> [Compito assegnato]: Prosegui il testo delle ricette, dalla spurria al pasticciotto, a partire dalla sua ultima frase.

> [Testo della pagina]:

=-=-=

Amalgamate il tutto fino a che l’impasto diventi compatto e lasciate lievitare per circa un’ora. Stendete la pasta, tagliatela in forme ovali ed incidete con un coltello ogni forma. Cuocete al forno per circa venti minuti.

C7 – SPURRIA – San Marco D’Alunzio (ME)

Si tratta di una zuppa vegetale con tutto quello che si riesce a reperire nella campagna.

Su una base di soffritto fatto con la solita cipolla, sedano e carota, si vanno aggiungendo lenticchie, patate a dadiini, castagne secche, legumi secchi precedentemente ammollatiuna notte (fagioli, ceci, cicerchie, ecc.) cereali precedentemente ammollati 24 ore, grano, orzo.

C8 – PASTICCIOTTO (bianco delle suore) – Militello Rosmarino

Si prepara una frolla, impastando 200 gr di burro ammorbidito a temperatura ambiente, 200 gr di zucchero, due uova, uno alla volta e infine 450 gr di farina.
Appena l’impasto diventa omogeneo e si stacca facilmente, si avvolge in una pellicola e si fa riposare per due ore.

Ricavare la scorza di un limone molto sottile, evitanto la parte bianca, aggiungerla 500 ml di latte e portare a ebollizione lasciandola poi in infusione per 15 minuti.
In un tegame a parte amalgamare con una frusta quattro tuorli d’uovo con quattro cucchiai colmi di zucchero; aggiungere alternando quattro cucchiai di farina e il latte (a cui è stato tolta la scorza di limone) e passare tutto attraverso un colino a maglie fitte.

Cuocere a bagnomaria a calore moderato, girando continuamente col la frusta, finché non abbia raggiunto la giusta consistenza; spegnere, aggiungere il burro, continuando a girare e far raffreddare. Aggiungere amarene sciroppate.

Per evitare che asciughi in superficie, girare spesso; in alternativa si può coprire con della pellicola per alimenti.

A questo punto stendere la pasta frolla tra due fogli di carta da forno, ritagliare delle sagome un po’ più grandi del bordo superiore delle formine e rivestirle, farcire poi con la crema pasticcera e per finire adagiare al centro un’amarena sciroppata. Coprire con altra pasta frolla, sigillare i bordi pizzicandoli e spennellare con dell’albume battuto.

Cuocere in forno preriscaldato a 170°C per 15 minuti e comunque fino ad ottenere un aspetto biscottato.

Prima di assaggiare, far raffreddare almeno un oretta.
Si ottengono 10 Pasticciotti in formine piccole di 6 cm di diametro.

=-=-=

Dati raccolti

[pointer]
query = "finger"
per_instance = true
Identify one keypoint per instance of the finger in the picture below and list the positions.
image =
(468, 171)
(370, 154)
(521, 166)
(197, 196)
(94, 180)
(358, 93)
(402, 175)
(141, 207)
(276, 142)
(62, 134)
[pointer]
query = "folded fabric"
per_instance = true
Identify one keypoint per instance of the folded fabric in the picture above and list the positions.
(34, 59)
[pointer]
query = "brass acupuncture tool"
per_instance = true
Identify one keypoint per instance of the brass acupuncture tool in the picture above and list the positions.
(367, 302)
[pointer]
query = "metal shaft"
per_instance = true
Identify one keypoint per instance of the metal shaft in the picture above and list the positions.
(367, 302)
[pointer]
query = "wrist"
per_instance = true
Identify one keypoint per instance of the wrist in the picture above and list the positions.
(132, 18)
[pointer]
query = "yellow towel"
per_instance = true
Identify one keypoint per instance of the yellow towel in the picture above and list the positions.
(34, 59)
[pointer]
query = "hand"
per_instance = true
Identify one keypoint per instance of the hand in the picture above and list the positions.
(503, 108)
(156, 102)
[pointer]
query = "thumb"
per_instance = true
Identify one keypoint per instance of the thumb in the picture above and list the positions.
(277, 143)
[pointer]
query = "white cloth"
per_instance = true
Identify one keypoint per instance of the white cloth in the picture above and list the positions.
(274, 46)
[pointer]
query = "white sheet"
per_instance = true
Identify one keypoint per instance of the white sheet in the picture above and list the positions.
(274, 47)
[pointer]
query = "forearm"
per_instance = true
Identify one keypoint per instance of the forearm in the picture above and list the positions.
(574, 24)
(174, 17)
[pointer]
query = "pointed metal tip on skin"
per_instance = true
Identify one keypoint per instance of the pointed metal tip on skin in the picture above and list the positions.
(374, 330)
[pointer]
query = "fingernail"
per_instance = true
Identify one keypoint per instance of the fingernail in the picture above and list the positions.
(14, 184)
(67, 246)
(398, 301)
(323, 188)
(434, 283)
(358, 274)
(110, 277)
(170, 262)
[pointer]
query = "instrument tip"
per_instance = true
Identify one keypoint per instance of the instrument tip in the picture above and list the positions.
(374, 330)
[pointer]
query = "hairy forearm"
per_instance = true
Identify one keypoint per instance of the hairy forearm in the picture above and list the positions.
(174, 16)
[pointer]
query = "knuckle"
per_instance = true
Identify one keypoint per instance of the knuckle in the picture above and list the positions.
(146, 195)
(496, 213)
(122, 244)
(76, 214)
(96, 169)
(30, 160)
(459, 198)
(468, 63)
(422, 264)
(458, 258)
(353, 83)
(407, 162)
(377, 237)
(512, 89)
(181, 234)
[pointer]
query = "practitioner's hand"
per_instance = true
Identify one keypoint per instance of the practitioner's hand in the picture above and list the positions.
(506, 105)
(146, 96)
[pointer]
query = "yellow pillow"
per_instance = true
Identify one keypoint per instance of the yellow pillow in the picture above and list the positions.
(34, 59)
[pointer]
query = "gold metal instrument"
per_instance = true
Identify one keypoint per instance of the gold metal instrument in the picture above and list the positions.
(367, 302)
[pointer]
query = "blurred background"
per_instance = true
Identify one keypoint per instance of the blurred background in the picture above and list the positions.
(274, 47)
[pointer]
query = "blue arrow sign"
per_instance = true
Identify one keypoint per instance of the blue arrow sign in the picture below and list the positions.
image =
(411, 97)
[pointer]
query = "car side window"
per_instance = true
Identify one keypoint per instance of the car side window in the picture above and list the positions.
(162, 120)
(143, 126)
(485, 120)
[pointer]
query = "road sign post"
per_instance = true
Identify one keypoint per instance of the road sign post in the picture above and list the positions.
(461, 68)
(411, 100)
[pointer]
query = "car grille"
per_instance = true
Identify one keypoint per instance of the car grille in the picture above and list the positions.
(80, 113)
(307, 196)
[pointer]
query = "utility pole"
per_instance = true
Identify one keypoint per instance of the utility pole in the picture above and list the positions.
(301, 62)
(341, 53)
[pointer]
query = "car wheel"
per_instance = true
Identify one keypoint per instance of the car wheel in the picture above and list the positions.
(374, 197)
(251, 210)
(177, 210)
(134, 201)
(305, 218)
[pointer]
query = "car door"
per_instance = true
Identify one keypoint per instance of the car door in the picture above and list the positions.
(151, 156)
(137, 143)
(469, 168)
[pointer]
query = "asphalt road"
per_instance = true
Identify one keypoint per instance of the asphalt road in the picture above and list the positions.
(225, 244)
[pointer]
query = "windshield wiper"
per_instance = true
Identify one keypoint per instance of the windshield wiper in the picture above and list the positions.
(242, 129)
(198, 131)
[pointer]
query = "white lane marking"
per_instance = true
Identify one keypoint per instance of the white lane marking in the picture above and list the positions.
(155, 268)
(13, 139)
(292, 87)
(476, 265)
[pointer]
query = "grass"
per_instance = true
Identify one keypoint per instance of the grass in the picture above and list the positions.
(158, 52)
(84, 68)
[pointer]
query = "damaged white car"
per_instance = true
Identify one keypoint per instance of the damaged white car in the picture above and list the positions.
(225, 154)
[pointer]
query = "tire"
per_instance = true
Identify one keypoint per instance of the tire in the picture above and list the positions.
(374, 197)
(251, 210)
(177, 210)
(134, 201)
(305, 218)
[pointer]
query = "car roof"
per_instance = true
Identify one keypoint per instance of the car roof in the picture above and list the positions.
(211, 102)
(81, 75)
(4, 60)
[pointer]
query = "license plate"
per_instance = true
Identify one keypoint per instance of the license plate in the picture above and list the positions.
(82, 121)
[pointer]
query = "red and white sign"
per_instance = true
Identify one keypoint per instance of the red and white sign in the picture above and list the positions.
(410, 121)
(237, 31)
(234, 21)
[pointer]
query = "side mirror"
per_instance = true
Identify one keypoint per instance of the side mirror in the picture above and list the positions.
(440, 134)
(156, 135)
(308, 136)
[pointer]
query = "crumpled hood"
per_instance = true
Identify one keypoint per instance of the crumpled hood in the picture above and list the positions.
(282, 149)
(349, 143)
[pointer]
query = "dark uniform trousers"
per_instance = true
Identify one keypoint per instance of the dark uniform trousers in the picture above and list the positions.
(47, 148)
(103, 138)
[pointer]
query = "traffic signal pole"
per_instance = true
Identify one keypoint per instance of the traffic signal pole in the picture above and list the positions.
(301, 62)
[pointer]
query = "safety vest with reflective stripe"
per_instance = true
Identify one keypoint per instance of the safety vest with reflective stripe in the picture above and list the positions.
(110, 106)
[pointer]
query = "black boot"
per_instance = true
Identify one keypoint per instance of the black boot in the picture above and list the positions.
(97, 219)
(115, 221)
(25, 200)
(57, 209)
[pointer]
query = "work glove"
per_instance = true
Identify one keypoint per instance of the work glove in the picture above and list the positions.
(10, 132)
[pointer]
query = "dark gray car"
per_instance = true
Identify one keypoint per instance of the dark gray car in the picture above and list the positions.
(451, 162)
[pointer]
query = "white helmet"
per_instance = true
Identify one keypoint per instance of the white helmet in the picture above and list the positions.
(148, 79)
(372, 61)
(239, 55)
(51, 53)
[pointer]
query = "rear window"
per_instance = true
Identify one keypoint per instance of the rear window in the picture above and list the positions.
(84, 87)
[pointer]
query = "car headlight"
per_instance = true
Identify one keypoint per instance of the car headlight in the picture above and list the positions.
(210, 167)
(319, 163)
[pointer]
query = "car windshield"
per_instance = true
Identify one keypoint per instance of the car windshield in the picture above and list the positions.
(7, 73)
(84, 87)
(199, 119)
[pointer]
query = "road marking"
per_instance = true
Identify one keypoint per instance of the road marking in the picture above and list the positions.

=-=-=

> [Esito del compito]:
C9 - NIURI - Capizzi

Cioè “il nero“, in esso ciò che un qualsiasi pasticcere butterebbe nella spazzatura è diventato un’originale preparazione, andando a costituire la base di un dolce artigianale tipico di Capizzi, in cui la maestria e l’originalità consiste nel saper tostare il suo ingrediente principale in maniera millimentrica ad un passo dalla bruciatura. “U Niuru” è di colore scuro e impiega solo mandorle sovra tostate.

  • 1 kg di farina 00
  • 1 kg di zucchero
  • 1oo g di zucchero a velo
  • 1 albume d’uovo

Abbrustolite molto un kg di mandorle (tanto che sembra che possano essere buttate).

Macinate e impastate insieme un kg di farina 00, un kg di zucchero, cannella e chiodi di garofano macinati, aggiungendo dell’acqua poco alla volta.

Prelevate una quantità d’impasto della dimensione del palmo della mano di donna e date la forma desiderata (il dolce non deve essere molto schiacciato).

Mettete in una teglia leggera e mandate in forno già caldo a 180°C per 8 minuti circa. Per preparare la glassa: montate a neve molto densa 100 gr di zucchero a velo e un albume d’uovo, con un pennello decorate il dolce e lasciate asciugare a temperatura ambiente.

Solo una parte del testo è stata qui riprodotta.